### Given problem A
In the article about Four Birds Airstream Gathering Spaces, what does the word "birds" in the business name refer to?

### Source extract
━━━━━━━━━━

Family Debuts Mobile Event Venue

Four Birds Airstream Gathering Spaces

A pair of Calvin College grads and their kids have moved back to West Michigan with an Airstream trailer and a vision in tow.

Gwen Kwasteniet-Vogelzang and Tim Vogelzang — Chicago-area natives who graduated from Calvin in 2001 with degrees in communications and accounting, respectively — spent the past 16 years in Denver, where they adopted a son and a daughter, Rylan and Reagan.

Over the years, the Vogelzangs have spent many summer vacations in West Michigan with extended family on both sides. A recent trip back for a family funeral gave Kwasteniet-Vogelzang and her daughter a chance to explore Grand Rapids, which wasn’t one of their usual vacation spots.

Once back in Denver, she told her husband how taken she was with the transformation of the city over the past 17 years, how much there is to do and see, how “thriving and creative” it seemed — and especially the beauty of its natural waterways and forests.

“What essentially brought us back was trees and water,” she said, noting Denver had become “oversaturated and a concrete jungle,” with a high cost of living.

They moved to a log cabin on a 4-acre property in Grand Rapids 12 weeks ago, towing their Airstream trailer, “Magpie,” from Denver a few weeks later in preparation for the launch of their meeting and events business, Four Birds Airstream Gathering Spaces.

“Four” refers to the four members of the Vogelzang family, and “birds” refers to the meaning of their surname in Dutch, “birdsong.”

The business idea arose in a roundabout way.

Twelve-year-old Rylan Vogelzang has autism and Tourette syndrome. In 2017, he drew a series of 15 pictures paired with explanations about what it’s like to live with autism. The family turned the pictures into a small-scale art show, which led to a YouTube interview, which led to a publishing contract for “If I Squeeze Your Head, I’m Sorry,” a picture book coming out this September that is meant to entertain, inspire and educate readers about autism.

Just before the book deal happened, Kwasteniet-Vogelzang was looking to buy a brick-and-mortar space in Denver where they could host the adoptive and special needs parenting group she led at the time, then rent the space out when not in use to help pay for it. After the book deal, she added the goal of hosting book signings and events in the future space.

“During that yearlong process of looking for a space, God just kept shutting door after door after door, and it just wasn’t happening,” she said.

━━━━━━━━━━

### Data supplied
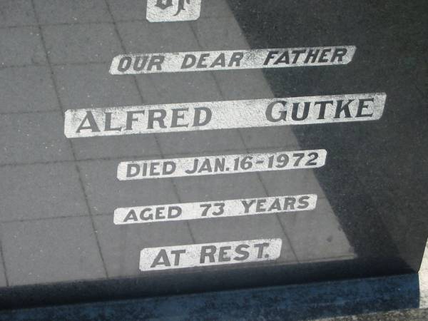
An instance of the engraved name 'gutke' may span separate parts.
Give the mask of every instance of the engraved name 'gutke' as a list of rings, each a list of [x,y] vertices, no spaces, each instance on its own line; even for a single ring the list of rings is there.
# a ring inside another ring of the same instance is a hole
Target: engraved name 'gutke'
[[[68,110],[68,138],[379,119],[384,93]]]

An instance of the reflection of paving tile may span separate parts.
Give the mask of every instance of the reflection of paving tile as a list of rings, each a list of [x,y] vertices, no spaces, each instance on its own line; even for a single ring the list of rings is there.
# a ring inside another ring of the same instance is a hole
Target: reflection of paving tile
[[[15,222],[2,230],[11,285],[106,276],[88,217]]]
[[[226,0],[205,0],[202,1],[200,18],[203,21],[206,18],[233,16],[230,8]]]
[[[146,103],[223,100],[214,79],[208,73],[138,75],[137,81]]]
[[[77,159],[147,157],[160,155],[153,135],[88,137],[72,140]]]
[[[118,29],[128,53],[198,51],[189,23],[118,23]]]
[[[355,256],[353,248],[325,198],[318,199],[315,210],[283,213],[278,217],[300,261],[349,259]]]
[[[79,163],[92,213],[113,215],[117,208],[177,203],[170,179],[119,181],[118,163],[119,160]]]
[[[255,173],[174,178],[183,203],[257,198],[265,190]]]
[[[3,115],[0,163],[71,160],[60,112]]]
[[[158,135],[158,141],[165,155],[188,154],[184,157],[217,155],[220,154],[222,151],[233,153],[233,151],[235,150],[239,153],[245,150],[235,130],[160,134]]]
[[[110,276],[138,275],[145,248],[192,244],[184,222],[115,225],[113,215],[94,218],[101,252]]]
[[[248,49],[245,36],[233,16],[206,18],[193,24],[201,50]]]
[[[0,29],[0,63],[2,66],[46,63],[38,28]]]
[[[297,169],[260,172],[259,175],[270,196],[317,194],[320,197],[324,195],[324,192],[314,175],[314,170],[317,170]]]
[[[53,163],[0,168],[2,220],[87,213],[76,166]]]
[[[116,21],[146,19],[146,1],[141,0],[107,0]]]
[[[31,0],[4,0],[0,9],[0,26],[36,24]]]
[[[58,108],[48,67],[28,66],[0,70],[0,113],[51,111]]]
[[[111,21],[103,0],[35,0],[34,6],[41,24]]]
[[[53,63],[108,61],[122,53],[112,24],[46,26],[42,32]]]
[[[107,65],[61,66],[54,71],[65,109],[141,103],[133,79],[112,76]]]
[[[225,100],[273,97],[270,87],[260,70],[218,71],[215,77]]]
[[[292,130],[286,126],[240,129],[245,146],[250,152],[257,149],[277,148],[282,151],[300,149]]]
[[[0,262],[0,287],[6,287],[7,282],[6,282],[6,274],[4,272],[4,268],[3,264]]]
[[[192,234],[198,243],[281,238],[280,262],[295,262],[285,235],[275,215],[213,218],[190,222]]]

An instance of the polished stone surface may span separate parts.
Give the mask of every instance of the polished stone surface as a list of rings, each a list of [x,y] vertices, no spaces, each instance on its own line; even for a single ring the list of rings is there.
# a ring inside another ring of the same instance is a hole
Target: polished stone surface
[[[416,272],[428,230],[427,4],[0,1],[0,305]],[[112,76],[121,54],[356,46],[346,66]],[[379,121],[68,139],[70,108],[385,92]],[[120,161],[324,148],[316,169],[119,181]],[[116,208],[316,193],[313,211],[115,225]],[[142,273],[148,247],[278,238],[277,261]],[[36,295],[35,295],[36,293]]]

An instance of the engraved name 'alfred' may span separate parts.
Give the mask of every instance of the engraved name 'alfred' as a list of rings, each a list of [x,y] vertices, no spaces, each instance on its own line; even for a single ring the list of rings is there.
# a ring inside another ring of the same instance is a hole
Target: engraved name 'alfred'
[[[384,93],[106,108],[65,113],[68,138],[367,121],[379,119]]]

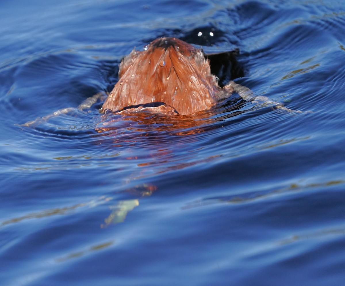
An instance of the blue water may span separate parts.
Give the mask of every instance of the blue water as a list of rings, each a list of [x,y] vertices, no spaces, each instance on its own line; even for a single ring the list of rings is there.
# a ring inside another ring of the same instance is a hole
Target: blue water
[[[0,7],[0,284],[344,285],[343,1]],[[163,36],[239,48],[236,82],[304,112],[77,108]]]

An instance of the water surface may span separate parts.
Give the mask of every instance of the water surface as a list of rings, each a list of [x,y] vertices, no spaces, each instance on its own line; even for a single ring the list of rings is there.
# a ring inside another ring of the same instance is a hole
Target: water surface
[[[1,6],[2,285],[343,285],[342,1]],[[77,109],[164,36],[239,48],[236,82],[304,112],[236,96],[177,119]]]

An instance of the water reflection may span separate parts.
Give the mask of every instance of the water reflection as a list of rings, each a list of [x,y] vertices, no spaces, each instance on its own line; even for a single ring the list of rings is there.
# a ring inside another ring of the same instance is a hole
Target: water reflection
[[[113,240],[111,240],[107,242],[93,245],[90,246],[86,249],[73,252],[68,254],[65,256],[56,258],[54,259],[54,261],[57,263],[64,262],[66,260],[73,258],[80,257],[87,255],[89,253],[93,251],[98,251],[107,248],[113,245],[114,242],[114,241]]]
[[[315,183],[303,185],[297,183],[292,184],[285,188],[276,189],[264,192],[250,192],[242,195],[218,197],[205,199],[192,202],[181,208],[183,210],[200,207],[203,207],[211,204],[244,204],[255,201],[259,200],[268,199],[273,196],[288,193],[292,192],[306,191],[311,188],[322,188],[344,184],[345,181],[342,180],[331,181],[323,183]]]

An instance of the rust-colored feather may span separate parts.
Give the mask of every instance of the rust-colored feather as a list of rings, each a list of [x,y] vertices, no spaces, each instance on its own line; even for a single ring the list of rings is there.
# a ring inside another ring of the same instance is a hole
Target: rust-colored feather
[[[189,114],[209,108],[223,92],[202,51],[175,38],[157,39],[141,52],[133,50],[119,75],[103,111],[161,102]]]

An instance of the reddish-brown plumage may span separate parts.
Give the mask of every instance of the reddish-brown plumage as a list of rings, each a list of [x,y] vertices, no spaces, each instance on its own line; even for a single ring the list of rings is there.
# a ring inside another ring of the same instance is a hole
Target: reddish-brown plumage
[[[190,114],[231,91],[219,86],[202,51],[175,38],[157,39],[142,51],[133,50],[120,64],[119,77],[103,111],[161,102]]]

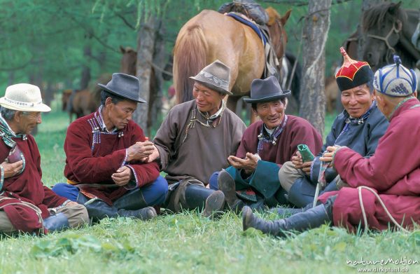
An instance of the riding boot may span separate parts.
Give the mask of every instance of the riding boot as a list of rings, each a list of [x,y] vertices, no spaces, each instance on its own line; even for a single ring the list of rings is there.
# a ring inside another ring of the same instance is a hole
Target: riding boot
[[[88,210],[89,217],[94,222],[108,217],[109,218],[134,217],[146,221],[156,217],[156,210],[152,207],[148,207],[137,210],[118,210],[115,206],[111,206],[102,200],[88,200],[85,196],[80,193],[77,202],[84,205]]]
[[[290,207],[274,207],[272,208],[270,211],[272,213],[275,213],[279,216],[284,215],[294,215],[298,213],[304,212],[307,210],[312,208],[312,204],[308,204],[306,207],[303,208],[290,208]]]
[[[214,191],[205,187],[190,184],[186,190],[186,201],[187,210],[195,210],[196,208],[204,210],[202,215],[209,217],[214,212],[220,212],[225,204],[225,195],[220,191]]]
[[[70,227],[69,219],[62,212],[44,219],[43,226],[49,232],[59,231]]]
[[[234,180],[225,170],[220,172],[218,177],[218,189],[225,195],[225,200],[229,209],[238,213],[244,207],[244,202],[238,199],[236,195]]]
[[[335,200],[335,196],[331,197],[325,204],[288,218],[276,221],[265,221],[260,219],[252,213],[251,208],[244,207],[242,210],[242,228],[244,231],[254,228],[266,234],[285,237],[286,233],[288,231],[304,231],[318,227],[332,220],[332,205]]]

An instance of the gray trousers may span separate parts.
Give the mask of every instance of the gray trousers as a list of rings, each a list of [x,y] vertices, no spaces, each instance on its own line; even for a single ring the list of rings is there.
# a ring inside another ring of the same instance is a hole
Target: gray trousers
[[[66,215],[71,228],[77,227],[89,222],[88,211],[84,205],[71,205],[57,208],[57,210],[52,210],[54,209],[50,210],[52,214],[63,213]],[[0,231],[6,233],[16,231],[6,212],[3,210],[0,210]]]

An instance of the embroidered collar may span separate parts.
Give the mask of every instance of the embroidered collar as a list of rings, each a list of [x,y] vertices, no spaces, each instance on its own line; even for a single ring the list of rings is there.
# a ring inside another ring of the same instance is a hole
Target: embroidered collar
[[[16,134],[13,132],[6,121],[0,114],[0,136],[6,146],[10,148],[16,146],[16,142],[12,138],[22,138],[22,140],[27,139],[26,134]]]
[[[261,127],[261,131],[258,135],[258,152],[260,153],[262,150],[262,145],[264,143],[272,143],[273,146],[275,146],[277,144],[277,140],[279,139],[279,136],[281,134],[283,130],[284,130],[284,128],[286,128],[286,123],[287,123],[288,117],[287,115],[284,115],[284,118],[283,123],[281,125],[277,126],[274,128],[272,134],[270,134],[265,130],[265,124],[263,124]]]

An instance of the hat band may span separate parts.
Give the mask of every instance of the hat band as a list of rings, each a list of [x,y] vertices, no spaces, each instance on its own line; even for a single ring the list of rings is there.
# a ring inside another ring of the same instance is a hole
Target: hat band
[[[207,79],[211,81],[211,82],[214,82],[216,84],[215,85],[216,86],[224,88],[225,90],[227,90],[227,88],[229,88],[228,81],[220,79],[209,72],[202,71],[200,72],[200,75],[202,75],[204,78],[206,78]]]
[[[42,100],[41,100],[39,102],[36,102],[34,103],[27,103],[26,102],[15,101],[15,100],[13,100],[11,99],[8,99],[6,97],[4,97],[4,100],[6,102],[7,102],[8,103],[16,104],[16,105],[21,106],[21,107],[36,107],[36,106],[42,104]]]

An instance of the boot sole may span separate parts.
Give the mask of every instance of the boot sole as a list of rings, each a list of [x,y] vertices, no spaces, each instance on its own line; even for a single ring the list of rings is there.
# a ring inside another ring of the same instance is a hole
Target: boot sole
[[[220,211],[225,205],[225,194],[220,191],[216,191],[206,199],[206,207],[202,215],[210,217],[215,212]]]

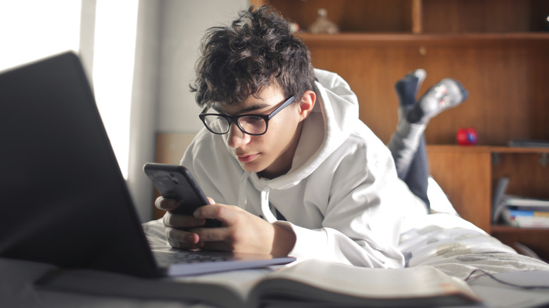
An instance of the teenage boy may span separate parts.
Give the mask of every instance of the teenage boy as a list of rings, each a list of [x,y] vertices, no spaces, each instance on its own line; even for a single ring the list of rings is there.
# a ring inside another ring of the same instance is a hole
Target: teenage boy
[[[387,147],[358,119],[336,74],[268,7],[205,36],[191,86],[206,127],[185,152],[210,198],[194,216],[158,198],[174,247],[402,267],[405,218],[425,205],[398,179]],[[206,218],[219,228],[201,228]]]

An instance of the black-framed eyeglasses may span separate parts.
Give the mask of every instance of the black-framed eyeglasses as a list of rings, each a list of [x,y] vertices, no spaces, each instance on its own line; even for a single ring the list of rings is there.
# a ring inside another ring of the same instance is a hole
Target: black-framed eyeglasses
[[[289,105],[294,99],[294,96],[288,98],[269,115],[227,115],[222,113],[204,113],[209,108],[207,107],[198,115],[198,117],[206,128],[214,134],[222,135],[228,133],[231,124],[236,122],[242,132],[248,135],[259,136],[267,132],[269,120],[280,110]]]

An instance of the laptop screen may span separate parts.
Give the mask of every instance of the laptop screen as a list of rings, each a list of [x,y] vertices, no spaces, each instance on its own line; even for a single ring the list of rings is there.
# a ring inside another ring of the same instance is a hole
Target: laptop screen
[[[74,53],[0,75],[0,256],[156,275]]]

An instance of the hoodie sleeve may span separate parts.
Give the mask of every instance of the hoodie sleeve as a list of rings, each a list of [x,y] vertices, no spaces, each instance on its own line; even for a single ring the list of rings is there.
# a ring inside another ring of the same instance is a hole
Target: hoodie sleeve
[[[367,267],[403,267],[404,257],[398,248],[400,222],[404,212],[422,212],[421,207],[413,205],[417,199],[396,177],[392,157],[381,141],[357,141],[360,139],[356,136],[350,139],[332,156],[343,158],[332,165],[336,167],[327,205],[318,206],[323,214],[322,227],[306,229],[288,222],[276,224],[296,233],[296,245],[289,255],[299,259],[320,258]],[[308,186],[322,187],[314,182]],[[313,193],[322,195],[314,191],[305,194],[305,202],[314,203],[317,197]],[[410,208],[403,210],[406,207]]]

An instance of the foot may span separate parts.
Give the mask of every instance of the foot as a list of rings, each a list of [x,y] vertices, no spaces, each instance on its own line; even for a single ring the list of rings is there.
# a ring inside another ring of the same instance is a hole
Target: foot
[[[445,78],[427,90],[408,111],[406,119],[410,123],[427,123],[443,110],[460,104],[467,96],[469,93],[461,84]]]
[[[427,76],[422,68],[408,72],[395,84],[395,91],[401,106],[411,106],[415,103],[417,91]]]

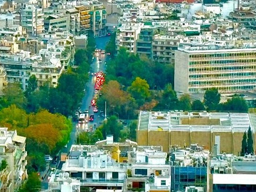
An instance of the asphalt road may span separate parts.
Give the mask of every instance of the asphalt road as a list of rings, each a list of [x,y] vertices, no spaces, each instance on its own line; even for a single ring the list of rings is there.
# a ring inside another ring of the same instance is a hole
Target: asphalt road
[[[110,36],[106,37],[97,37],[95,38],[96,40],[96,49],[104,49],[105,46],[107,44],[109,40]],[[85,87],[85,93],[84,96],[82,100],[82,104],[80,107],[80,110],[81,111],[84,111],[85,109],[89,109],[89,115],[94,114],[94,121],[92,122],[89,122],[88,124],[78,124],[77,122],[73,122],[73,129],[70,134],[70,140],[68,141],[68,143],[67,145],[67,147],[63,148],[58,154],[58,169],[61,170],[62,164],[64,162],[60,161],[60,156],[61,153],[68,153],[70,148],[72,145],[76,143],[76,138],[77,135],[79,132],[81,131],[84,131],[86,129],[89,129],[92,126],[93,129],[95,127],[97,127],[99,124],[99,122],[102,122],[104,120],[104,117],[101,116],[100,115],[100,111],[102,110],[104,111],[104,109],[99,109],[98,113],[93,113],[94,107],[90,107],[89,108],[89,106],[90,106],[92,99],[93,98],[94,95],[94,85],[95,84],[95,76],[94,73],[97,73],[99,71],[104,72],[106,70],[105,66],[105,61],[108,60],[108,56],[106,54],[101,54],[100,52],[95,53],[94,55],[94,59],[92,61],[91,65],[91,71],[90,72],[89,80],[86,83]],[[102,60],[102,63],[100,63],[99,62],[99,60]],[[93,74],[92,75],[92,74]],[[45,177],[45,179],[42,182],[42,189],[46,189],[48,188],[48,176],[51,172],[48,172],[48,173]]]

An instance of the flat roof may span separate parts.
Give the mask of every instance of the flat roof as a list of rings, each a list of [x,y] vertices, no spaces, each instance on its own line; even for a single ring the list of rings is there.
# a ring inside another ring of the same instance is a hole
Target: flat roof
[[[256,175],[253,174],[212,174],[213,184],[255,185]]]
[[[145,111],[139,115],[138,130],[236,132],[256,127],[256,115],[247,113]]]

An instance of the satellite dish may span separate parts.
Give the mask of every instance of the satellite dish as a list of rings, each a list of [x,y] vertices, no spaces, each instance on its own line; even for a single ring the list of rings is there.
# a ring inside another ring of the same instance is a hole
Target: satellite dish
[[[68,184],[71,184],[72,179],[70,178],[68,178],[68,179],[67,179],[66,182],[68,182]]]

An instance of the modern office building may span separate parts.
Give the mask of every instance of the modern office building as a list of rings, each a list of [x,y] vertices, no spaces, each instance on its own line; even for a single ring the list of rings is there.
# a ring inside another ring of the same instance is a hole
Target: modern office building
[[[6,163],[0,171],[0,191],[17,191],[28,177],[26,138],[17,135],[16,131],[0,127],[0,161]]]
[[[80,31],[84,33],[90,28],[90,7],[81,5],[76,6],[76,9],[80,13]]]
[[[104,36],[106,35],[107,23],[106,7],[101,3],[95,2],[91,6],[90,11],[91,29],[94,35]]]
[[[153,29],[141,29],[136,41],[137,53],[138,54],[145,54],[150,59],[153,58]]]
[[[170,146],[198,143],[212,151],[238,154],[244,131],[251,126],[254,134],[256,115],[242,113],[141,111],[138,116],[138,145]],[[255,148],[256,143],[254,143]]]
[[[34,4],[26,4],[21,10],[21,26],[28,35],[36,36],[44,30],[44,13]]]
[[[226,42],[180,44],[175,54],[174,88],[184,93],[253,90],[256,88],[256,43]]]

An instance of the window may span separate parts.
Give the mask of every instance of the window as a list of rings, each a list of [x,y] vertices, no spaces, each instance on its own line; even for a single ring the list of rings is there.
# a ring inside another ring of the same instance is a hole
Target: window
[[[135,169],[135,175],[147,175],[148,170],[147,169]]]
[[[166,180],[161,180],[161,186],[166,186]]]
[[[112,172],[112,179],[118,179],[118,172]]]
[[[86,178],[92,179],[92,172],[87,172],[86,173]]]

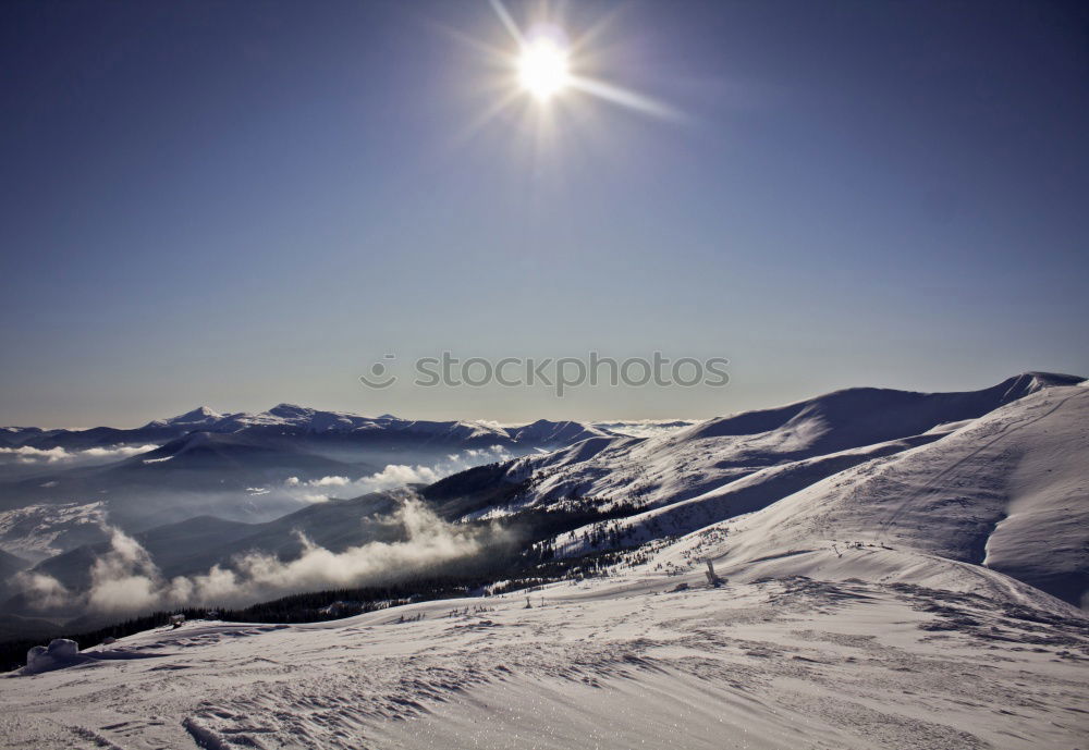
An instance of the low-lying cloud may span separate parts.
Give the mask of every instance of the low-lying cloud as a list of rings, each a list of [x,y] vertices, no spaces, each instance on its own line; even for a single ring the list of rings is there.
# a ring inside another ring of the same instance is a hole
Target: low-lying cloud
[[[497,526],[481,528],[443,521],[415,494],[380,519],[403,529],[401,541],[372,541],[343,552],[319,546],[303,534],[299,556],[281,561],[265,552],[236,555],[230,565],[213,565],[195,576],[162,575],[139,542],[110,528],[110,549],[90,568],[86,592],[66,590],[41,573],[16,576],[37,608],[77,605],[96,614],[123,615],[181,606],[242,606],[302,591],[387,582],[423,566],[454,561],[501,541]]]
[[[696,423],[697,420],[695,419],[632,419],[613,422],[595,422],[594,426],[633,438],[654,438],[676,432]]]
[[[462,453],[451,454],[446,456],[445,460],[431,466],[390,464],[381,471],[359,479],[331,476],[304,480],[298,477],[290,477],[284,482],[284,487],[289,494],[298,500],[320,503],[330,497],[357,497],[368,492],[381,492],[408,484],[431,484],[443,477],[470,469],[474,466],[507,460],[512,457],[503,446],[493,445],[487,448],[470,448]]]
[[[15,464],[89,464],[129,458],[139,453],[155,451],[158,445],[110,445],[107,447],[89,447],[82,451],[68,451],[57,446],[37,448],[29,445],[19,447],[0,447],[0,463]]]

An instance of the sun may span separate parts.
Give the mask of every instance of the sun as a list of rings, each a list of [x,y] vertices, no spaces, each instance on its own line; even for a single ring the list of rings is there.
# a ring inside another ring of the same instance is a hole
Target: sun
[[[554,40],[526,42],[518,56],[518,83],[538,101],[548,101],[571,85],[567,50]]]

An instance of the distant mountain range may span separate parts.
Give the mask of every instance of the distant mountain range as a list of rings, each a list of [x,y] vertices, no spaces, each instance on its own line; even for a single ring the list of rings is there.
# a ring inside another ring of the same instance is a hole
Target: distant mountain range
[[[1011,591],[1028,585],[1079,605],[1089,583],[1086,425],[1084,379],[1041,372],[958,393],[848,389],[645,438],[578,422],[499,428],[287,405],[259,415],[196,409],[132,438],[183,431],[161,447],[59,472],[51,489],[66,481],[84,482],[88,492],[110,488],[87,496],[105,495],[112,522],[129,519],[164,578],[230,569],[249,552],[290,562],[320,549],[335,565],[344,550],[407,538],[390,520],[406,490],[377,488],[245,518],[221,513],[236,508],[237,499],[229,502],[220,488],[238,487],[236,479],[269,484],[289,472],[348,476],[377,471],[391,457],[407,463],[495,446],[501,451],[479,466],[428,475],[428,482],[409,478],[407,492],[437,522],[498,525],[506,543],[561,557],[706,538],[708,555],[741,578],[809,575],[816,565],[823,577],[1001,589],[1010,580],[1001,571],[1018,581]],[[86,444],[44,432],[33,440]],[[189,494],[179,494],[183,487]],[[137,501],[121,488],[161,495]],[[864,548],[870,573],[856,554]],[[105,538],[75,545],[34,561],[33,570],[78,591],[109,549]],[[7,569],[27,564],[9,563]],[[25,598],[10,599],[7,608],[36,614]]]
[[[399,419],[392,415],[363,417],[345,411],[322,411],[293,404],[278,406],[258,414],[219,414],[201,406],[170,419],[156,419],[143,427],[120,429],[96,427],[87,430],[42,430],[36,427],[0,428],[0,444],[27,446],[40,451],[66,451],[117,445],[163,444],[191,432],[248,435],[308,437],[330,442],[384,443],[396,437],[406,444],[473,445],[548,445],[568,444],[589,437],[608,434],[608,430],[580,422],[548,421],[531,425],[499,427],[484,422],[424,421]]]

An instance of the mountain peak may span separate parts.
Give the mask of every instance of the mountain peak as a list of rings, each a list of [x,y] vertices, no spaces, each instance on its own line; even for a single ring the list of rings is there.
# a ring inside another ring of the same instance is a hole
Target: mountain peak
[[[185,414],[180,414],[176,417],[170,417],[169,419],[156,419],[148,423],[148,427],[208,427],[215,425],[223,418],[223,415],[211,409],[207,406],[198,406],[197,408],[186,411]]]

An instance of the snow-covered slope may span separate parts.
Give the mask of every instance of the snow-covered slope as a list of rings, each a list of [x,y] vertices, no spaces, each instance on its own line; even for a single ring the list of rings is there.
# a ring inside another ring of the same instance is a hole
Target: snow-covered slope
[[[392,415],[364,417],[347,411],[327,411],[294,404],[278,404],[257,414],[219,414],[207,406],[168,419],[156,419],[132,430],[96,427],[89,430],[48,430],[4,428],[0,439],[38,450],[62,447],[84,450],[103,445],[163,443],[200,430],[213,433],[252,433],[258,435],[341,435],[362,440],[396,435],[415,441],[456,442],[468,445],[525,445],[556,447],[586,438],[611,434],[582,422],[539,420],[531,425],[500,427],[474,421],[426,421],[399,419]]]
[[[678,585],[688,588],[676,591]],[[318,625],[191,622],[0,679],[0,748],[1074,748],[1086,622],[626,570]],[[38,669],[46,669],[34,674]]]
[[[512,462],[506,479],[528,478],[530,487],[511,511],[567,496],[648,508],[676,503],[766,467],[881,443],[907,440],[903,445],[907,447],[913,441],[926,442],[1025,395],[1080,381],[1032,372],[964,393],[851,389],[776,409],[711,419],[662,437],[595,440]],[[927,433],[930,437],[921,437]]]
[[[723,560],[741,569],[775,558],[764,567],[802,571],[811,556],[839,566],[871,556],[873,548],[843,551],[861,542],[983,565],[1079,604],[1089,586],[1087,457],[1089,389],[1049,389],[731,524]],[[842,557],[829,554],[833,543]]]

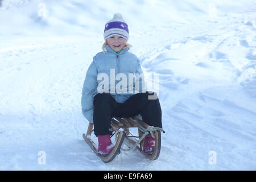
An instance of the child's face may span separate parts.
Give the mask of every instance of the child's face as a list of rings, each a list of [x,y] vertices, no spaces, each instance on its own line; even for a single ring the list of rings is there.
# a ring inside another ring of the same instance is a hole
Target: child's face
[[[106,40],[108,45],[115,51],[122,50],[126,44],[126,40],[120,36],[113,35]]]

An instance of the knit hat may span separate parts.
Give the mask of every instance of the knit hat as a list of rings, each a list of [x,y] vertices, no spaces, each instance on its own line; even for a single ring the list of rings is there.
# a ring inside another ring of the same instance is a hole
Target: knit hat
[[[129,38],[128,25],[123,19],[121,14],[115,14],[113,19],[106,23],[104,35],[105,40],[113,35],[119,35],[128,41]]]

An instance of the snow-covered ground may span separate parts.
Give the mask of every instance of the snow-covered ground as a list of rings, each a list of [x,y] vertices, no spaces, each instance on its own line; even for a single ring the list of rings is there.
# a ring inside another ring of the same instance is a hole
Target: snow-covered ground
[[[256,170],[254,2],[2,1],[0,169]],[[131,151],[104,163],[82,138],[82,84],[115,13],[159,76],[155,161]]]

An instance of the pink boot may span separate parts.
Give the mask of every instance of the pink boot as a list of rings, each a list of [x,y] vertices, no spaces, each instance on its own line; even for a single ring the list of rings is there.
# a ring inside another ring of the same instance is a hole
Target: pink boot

━━━━━━━━━━

### Given problem B
From the records, copy the lines starting at the one containing "An instance of the distant" and ending at the one containing "Give the mask of every instance of the distant", both included.

### Correct output A
It refers to the meaning of the Vogelzang surname in Dutch, "birdsong."

### Correct output B
An instance of the distant mountain range may span separate parts.
Give the mask of every instance of the distant mountain range as a list of rings, each a list of [x,y] vertices, no spaces, each instance on its own line; even for a single ring the list of rings is there.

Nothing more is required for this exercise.